Exemple de requêtes à optimiser

Index composites

Le premier type d'optimisation, rapide à faire, est de créer des index composites supplémentaires.

La théorie est la suivante : il est possible, mais relativement coûteux, d'utiliser plusieurs index à la fois sur une requête. Prenons une requête du type :

SELECT * FROM table WHERE champ1 = 789 AND champ2 = 42 ORDER BY champ3 LIMIT 5

Si on créé un index sur chacun des champs, PostgreSQL aura plusieurs solutions :

  1. Regarder via l'index sur champ3 tous les éléments par champ3 décroissant, jusqu'à en trouver 5 qui correspondent.
  2. Regarder via l'index sur champ1 tous les éléments ayant 789 dans le champ, puis filtrer les éléments correspondant (sans index) sur champ2, puis les trier (sans index) sur champ3 et garder les 5 premiers.
  3. Comme le 2. mais en inversant champ2 et champ1.
  4. Créer, via l'index sur le champ1 une table bitmap des lignes qui correspondent à la valeur 789 de champ1, en créer une autre via l'index pour celles ayant la valeur 42 de champ2, faire un ET bit à bit entre ces deux tables, et ensuite trier les résultats.

Suivant les statistiques que PostgreSQL a collecté sur les index, il va choisir l'un ou l'autre des plans. Il peut parfois choisir le mauvais, mais surtout aucun plan n'est parfait.

Par contre, si on créé un index composite sur les trois champs ainsi :

CREATE INDEX table_champ1_2_3 ON table(champ1, champ2, champ3)

Il pourra alors utiliser le même index pour filtrer à la fois sur les deux champs, et trier sur le troisième.

Attention à l'ordre dans les index composites, il est extrêmement important, en raison du fonctionnement des index (pour les index de type btree, qui sont les plus courants, en tout cas). Les premiers éléments de l'index doivent être fixés à une valeur donnée pour que les éléments suivant puissent servir.

Ainsi, avec un index sur (champ1, champ2) on peut par exemple :

  • filtrer sur champ1 avec les opérateurs de type =, <, <=, >, >= ;
  • filtrer sur champ1 avec l'opérateur = et sur champ2 avec les opérateurs =, <, <=, >, >=
  • filtrer sur champ1 avec l'opérateur = et trier sur champ2
  • trier sur champ1
  • trier sur champ1 puis champ2.

Mais on ne peut pas par contre :

  • filtrer sur champ2 sans filtre exact sur champ1
  • filtrer sur champ2 et trier sur champ1
  • trier sur champ2 puis champ1.

Attention tout de même à ne pas multiplier les index, qui augmentent l'occupation disque de la base, et ralentissent les requêtes en modification (INSERT, UPDATE, DELETE).

Tri sur l'index de filtre

Ce type d'optimisation découle de ce qui a été expliqué sur les index précédemment. Il est conseillé, autant que possible, d'effectuer le tri sur les mêmes critères que le filtre.

§ CONSIGNE A:
Recopiez fidèlement le passage de l'extrait sur les index composites qui commence par « SELECT * FROM » et se poursuit jusqu'à « les 5 premiers. ».
§ CONSIGNE B:
D'après l'extrait sur les index composites, quelles opérations un index sur (champ1, champ2) ne permet-il pas d'effectuer ? Énumérez-les toutes.
§ CONSIGNE C:
Selon l'extrait sur les index composites, quel type d'index est le plus courant ?
Appuyez-vous exclusivement sur l'extrait sur les index composites.

§ DONNÉES FOURNIES:
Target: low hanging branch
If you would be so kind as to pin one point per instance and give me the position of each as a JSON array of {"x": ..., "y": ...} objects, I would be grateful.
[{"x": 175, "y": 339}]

§ RÉPONSE RÉDIGÉE A:
SELECT * FROM table WHERE champ1 = 789 AND champ2 = 42 ORDER BY champ3 LIMIT 5

Si on créé un index sur chacun des champs, PostgreSQL aura plusieurs solutions :

  1. Regarder via l'index sur champ3 tous les éléments par champ3 décroissant, jusqu'à en trouver 5 qui correspondent.
  2. Regarder via l'index sur champ1 tous les éléments ayant 789 dans le champ, puis filtrer les éléments correspondant (sans index) sur champ2, puis les trier (sans index) sur champ3 et garder les 5 premiers.

§ RÉPONSE RÉDIGÉE B:
- Filtrer sur champ2 sans filtre exact sur champ1
- Filtrer sur champ2 et trier sur champ1
- Trier sur champ2 puis champ1

§ RÉPONSE RÉDIGÉE C:
Les index de type btree.